The records appear below. Copy each one exactly.

Data for this exercise =>
######

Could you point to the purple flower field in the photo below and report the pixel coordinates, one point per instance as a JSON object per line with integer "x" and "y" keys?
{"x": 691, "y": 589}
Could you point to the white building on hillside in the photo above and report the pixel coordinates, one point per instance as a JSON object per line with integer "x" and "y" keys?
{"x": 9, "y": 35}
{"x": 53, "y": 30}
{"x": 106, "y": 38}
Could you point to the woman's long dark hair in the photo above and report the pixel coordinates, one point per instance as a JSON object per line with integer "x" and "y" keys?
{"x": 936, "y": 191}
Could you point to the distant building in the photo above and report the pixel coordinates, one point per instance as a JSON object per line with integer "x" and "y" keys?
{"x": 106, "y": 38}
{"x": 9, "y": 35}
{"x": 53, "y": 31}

######

Your solution =>
Could you point to the purple flower field in the photo below and report the pixel coordinates, one point per instance as a JSON object per line with integer "x" and "y" keys?
{"x": 691, "y": 589}
Could you point to the white building on hillside in the photo above and report the pixel coordinates, one point per instance as a JSON object per line with integer "x" and "y" keys?
{"x": 9, "y": 35}
{"x": 53, "y": 30}
{"x": 106, "y": 38}
Could you point to the woman's long dark hair in the photo above and report the pixel coordinates, one point per instance as a JSON object per line with integer "x" and "y" keys?
{"x": 936, "y": 191}
Could you point to the distant building in the photo above and report the pixel coordinates, one point per instance as a JSON object per line with integer "x" and "y" keys?
{"x": 106, "y": 38}
{"x": 9, "y": 35}
{"x": 53, "y": 31}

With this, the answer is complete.